**Study material**
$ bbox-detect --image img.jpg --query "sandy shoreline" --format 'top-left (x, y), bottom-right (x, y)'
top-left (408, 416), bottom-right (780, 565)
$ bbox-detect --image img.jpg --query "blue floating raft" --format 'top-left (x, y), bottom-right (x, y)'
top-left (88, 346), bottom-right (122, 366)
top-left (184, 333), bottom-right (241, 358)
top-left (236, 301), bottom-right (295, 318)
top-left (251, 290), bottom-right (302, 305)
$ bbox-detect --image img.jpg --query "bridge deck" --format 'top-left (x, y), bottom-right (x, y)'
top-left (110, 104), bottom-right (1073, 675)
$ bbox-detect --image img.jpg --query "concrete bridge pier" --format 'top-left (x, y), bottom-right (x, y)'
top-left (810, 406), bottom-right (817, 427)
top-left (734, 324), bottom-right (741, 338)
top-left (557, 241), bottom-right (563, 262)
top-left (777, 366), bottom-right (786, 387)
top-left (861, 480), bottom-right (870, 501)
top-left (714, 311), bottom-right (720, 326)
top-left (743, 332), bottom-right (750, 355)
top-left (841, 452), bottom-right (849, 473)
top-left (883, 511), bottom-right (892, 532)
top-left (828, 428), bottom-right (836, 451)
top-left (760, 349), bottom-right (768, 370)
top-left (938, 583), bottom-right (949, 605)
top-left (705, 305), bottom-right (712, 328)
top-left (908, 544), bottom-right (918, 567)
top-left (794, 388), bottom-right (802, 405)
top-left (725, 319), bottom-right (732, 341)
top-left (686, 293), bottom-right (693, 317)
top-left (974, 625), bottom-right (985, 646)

**Exercise**
Could every record be printed again exactly as it reads?

**Result of this exercise**
$ bbox-detect --image img.jpg --query "sandy shoreline" --format 'top-left (x, y), bottom-right (x, y)'
top-left (408, 416), bottom-right (780, 565)
$ bbox-detect --image img.jpg --query "blue floating raft" --format 'top-left (x, y), bottom-right (x, y)'
top-left (88, 346), bottom-right (122, 366)
top-left (184, 333), bottom-right (241, 358)
top-left (236, 301), bottom-right (295, 318)
top-left (251, 290), bottom-right (302, 305)
$ bbox-detect --image img.jpg --query "bridge deck" --format 'top-left (x, y), bottom-right (x, y)'
top-left (110, 104), bottom-right (1073, 675)
$ bbox-detect --image img.jpg --query "concrete bridge pier" --format 'top-left (x, y), bottom-right (x, y)'
top-left (810, 406), bottom-right (817, 427)
top-left (734, 324), bottom-right (741, 338)
top-left (557, 241), bottom-right (563, 262)
top-left (777, 366), bottom-right (786, 387)
top-left (861, 480), bottom-right (870, 501)
top-left (714, 311), bottom-right (720, 326)
top-left (743, 332), bottom-right (750, 355)
top-left (841, 452), bottom-right (849, 473)
top-left (883, 511), bottom-right (892, 532)
top-left (828, 428), bottom-right (836, 451)
top-left (760, 349), bottom-right (768, 370)
top-left (938, 583), bottom-right (949, 605)
top-left (705, 305), bottom-right (712, 328)
top-left (908, 544), bottom-right (918, 567)
top-left (794, 388), bottom-right (802, 405)
top-left (725, 319), bottom-right (732, 341)
top-left (686, 293), bottom-right (693, 317)
top-left (974, 625), bottom-right (985, 646)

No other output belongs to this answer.